Given exercise 1: In the entries, rewrite the lines starting at the one containing "of the decorative" and ending at the one containing "x=240, y=309", putting "white cupola" wherever "white dome roof" appears and leaving everything else unchanged.

Document text:
· · · ·

At Davos and beyond, let’s remind the world why it needs more Canada

The Price Building, in the old city of Quebec ...
The Price Building, in the old city of Quebec City. The building is the head office of the Caisse de dépôt et placement du Québec and the official residence of the Premier of Québec (Photo credit: Wikipedia)
DAVOS, SWITZERLAND — Contributed to The Globe and Mail

Tawfik Hammoud is a member of the Boston Consulting Group’s global executive committee, based in Toronto. Michael Sabia is CEO of the Caisse de dépôt et placement du Québec, based in Montreal.
In our work around the world, we both do a lot of benchmarking – investment returns, operating efficiency, the usual things you see in corporate presentations. We often find ourselves mentally benchmarking the country we’re currently in against Canada – and Canada usually stacks up well. “Best practice” or “top quartile” is what would appear on the PowerPoint slides.
At the World Economic Forum in Davos, Switzerland, this week, there has been a lot of discussion about technological innovation, failed states, climate change, oil prices and slow growth – big issues playing out against a worldwide backdrop of intensifying ideological beliefs, polarizing identity politics, cultural intolerance and income inequalities. But amid these challenges, Canada represents a different, better path: a blueprint for a country that works. Because the world has a lot to learn from us, Canada has to stand up and speak out.
We may not have the global swagger some others do, but we have what many others wish they had: a successful, relatively harmonious and fair society, respectful and open to all. Canada’s confidence shouldn’t be affected by the price of oil or the value of the loonie, which go up and down. Our confidence should be grounded in who we are as a country.
There is much about our model that sets us apart. Here are three things worth highlighting.
Pragmatism
Canada faces many of the same economic issues as other countries today – slow growth, pressure on middle-income families – but Canadians made clear in the last federal election that they have little appetite for divisive rhetoric and a strong preference for practical, middle-of-the-road answers. We may be the only Western country left without a reactionary populist movement, left or right. By global standards, our politics may be dull, but they work.
We express Canadian pragmatism in so many places: our strong and relatively equal health-care system, our efficient and largely non-partisan system for redistributing income, our world-leading approach to retirement security. Take the latter, which is a time bomb for many countries. We’ve built a system that combines personal, corporate and public savings plans, including highly successful public pension funds. Why successful? Because we’ve allowed them to deliver their public mandate by working on private-sector principles. Today, these funds manage $1.1-trillion, triple what they managed in 2003, with 80 per cent of that growth coming from investment returns. They are among the world’s largest and best infrastructure and real-estate investors. Canada’s public pension funds are among our best-known global brands.
Public institutions
Look beyond the daily show in the House of Commons to the institutions, such as our brand of federalism, that enable diverse interests to work as a country. Look at the paralysis of the euro zone or the political dysfunction plaguing the United States to understand just how hard this can be.

· · · ·

Given exercise 2: Decide whether each statement agrees with the Davos opinion piece, answering yes or no and quoting the deciding words: (a) Michael Sabia is based in Montreal. (b) Canada's public pension funds now manage double what they managed in 2003. (c) The authors hold that Canada's confidence should be affected by the price of oil.

· · · ·

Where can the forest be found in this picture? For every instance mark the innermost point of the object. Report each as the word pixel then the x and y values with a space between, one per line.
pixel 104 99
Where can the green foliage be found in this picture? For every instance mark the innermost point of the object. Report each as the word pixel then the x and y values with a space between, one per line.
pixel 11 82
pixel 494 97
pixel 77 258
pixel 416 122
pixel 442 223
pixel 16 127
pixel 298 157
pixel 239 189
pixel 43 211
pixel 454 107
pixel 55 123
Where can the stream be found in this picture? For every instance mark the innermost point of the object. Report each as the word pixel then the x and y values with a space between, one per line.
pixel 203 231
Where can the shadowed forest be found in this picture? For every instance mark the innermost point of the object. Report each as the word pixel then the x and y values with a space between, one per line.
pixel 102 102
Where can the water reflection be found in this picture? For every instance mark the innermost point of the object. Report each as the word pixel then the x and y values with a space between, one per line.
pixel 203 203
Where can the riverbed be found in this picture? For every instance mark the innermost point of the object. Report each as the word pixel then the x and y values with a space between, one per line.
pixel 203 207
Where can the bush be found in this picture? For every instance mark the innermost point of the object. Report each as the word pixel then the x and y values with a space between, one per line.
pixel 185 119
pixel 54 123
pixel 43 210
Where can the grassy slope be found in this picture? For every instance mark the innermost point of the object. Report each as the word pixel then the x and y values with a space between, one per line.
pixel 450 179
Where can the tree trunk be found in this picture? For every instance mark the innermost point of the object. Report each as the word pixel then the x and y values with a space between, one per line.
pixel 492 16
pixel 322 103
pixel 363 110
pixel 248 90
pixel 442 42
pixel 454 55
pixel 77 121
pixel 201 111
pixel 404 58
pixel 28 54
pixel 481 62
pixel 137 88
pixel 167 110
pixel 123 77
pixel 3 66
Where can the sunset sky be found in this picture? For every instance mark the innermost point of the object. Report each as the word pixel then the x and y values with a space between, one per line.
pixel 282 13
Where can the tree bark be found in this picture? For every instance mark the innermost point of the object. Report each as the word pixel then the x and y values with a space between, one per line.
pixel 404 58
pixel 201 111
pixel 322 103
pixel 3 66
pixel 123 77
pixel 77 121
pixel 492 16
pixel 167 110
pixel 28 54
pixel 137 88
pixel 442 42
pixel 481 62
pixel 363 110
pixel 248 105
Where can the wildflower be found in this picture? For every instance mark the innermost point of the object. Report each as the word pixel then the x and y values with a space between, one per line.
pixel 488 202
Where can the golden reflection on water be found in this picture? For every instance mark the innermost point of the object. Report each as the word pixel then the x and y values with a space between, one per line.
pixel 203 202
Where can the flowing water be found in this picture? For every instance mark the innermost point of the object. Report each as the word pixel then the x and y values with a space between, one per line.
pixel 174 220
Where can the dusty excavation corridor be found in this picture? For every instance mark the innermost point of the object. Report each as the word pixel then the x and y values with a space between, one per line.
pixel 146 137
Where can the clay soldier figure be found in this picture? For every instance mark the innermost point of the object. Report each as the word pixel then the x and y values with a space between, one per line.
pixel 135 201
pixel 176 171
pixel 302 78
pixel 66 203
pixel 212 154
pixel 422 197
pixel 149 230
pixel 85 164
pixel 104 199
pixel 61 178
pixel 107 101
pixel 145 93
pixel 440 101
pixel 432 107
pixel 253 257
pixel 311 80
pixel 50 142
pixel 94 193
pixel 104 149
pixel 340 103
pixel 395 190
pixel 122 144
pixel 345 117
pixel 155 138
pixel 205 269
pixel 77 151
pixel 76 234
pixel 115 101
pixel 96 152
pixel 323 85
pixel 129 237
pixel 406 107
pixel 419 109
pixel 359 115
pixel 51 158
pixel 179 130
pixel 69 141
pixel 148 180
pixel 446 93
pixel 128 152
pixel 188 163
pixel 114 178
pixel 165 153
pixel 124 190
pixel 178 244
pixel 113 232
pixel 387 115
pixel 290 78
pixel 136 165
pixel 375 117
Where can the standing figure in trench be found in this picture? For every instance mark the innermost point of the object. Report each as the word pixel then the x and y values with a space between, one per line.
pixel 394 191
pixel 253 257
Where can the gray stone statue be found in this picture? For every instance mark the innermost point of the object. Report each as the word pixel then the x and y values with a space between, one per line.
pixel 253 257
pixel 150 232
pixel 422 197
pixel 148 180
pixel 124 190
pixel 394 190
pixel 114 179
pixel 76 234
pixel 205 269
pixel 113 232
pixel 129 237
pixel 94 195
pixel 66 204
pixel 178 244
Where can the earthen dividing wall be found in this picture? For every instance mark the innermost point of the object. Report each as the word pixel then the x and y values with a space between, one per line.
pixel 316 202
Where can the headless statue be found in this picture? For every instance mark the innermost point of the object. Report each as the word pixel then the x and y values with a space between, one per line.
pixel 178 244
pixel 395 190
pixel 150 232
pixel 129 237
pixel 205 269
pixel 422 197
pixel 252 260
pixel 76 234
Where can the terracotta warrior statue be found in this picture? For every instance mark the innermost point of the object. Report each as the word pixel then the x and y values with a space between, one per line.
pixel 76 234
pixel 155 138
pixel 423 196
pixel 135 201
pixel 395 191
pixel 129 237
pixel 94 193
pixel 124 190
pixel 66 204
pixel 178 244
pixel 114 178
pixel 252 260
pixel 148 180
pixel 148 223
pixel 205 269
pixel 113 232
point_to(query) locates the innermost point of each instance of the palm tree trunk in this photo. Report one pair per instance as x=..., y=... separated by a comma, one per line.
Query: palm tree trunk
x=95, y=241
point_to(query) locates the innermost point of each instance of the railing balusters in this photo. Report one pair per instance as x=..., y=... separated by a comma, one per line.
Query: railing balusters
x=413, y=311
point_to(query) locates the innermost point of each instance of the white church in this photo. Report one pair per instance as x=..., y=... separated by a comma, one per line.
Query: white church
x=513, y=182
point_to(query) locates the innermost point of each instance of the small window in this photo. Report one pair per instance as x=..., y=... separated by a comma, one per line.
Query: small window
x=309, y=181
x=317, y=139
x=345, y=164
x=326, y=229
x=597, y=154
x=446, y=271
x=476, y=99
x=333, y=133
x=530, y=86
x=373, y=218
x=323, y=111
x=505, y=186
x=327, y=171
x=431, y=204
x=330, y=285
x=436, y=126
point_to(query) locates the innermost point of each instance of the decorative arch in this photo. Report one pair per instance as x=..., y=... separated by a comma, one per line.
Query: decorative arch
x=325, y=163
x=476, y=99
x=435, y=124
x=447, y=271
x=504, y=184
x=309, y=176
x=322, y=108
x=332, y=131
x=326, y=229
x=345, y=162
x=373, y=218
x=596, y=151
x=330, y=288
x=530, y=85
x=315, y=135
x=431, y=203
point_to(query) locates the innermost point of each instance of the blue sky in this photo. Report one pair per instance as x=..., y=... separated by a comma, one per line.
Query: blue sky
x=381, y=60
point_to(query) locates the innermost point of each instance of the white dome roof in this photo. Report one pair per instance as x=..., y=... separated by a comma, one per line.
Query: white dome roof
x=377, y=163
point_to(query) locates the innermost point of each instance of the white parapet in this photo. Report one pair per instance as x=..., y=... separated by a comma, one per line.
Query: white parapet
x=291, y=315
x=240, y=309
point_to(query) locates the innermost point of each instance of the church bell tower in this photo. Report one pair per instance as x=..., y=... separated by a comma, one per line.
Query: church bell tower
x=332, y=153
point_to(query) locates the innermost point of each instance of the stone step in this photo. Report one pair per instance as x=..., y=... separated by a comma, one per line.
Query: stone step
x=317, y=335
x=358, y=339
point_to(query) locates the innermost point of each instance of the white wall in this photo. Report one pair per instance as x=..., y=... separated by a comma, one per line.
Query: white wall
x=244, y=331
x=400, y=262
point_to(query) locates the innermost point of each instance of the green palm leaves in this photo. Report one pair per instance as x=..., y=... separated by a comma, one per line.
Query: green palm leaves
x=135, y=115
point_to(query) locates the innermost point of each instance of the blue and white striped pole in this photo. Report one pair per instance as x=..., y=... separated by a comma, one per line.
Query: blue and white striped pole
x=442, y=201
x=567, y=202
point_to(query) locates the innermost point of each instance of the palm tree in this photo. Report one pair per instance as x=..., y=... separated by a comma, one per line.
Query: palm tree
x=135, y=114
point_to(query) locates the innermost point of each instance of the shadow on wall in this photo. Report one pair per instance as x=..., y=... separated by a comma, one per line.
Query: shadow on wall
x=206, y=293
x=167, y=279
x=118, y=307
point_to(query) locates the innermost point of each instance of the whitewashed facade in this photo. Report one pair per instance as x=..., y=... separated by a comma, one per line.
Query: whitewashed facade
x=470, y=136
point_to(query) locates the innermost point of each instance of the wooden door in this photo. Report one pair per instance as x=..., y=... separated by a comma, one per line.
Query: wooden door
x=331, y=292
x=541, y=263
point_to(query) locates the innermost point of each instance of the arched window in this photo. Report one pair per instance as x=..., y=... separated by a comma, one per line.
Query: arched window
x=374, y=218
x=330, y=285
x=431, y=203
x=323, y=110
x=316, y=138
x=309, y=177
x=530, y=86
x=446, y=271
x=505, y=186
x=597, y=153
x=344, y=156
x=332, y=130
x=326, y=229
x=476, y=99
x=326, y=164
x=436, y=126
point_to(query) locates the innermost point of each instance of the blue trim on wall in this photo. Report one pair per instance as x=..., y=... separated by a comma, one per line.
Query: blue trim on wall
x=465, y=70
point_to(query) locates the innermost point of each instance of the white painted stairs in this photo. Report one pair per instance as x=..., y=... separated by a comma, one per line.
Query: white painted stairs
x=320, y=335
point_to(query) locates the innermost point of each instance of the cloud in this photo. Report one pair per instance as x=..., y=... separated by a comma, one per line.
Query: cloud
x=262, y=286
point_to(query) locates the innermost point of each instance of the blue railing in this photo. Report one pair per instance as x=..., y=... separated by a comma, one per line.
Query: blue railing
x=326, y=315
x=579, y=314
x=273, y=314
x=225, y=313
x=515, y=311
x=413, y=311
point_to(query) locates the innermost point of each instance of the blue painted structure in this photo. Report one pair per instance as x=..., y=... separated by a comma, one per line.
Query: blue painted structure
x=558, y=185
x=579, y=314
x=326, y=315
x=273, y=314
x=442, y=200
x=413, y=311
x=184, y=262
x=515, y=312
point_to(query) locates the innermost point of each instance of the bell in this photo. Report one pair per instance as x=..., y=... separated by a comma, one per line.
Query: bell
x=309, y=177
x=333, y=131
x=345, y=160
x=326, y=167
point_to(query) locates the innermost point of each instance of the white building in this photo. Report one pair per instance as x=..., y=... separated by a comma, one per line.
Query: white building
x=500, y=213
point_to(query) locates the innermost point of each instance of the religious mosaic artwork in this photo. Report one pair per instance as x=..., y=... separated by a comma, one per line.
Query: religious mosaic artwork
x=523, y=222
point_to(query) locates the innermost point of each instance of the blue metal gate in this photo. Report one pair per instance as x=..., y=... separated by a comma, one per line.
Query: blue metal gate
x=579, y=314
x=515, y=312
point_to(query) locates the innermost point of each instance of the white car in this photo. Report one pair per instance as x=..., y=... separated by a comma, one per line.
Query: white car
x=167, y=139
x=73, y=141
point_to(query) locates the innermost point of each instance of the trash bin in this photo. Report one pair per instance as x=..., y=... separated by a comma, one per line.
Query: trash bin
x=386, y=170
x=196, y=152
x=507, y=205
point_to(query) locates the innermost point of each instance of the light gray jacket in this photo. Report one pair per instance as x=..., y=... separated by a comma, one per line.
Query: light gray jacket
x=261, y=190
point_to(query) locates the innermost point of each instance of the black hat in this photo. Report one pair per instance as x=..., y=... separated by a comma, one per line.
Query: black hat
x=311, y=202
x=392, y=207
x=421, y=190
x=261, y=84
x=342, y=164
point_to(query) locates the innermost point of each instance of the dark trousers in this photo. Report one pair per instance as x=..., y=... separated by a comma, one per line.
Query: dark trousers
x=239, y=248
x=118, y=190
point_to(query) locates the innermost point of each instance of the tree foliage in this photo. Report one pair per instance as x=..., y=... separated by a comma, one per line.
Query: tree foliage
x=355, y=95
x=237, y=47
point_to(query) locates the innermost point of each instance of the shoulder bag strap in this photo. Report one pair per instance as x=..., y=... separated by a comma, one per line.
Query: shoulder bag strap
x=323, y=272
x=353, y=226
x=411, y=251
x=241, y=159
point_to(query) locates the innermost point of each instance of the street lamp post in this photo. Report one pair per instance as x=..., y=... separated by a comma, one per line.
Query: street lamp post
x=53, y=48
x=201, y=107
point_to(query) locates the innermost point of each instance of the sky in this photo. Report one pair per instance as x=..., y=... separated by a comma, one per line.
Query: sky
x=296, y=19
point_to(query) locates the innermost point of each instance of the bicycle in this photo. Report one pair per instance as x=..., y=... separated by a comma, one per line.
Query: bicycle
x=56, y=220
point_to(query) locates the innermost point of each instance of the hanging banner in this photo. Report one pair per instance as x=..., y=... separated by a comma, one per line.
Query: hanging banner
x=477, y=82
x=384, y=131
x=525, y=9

· · · ·

Full response 1:
point_to(query) locates the innermost point of each instance of the decorative arch in this photo. Report one pair per instance as x=..., y=... separated by a comma, one per line.
Query: decorative arch
x=325, y=163
x=476, y=99
x=435, y=124
x=447, y=271
x=504, y=184
x=309, y=176
x=322, y=108
x=332, y=131
x=326, y=229
x=345, y=162
x=373, y=218
x=596, y=151
x=330, y=288
x=530, y=85
x=315, y=135
x=431, y=203
point_to(query) locates the innermost point of each instance of the blue sky in this photo. Report one pair per instance as x=..., y=... separated by a comma, one per line.
Query: blue sky
x=381, y=60
point_to(query) locates the innermost point of each instance of the white cupola in this photo. Report one pair per instance as x=..., y=... separated by a comma, one per line.
Query: white cupola
x=377, y=163
point_to(query) locates the innermost point of each instance of the white parapet in this photo. Report one pair per instance as x=..., y=... separated by a comma, one per line.
Query: white parapet
x=291, y=315
x=240, y=309

Full response 2:
(a) Yes: "Michael Sabia is CEO of the Caisse de dépôt et placement du Québec, based in Montreal."
(b) No: "Today, these funds manage $1.1-trillion, triple what they managed in 2003"
(c) No: "Canada’s confidence shouldn’t be affected by the price of oil or the value of the loonie"